ПУНКТ ЗАДАНИЯ — Перепечатайте весь приведенный ниже материал строка в строку, ничего не меняя. Картинки в ответ не включайте.

ИСХОДНЫЙ МАТЕРИАЛ —
>>>>>

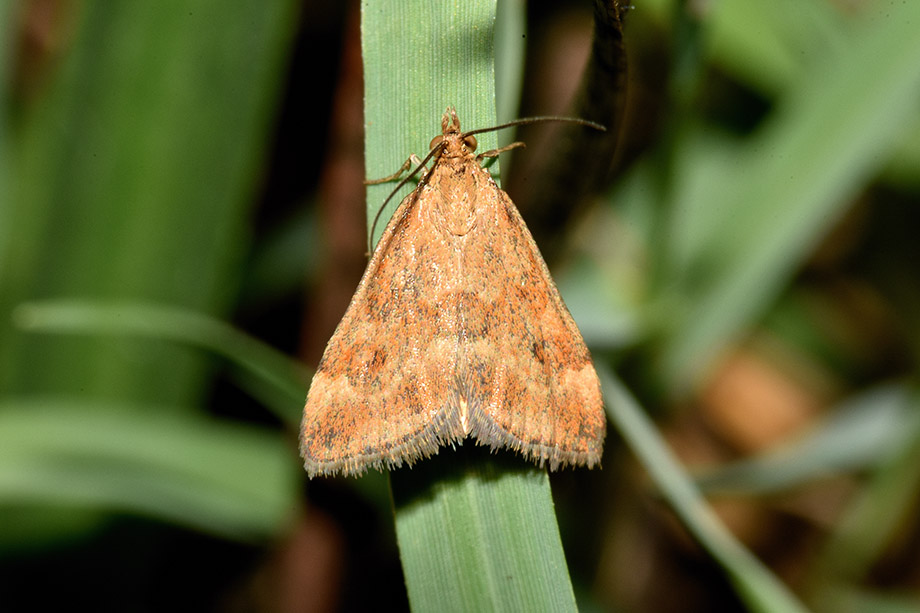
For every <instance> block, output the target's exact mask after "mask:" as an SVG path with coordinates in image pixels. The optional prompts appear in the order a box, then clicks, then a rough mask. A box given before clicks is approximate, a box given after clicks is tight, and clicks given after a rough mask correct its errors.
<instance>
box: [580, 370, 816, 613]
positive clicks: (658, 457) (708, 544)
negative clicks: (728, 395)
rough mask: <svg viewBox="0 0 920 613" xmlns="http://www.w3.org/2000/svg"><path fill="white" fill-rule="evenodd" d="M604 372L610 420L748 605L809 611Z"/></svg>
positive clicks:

<<<<<

ОТВЕТ К ЗАДАНИЮ —
For every <instance> block, output the target's exact mask after "mask:" as an SVG path with coordinates in image pixels. The optional prompts appear in the order a box, then clicks, then a rough mask. A box given before clicks is approximate, a box given after clicks is tight, and clicks given after a rough mask correct its errors.
<instance>
box: [580, 370, 816, 613]
positive clicks: (658, 457) (708, 544)
negative clicks: (728, 395)
rough mask: <svg viewBox="0 0 920 613" xmlns="http://www.w3.org/2000/svg"><path fill="white" fill-rule="evenodd" d="M604 372L610 420L748 605L809 611Z"/></svg>
positive clicks:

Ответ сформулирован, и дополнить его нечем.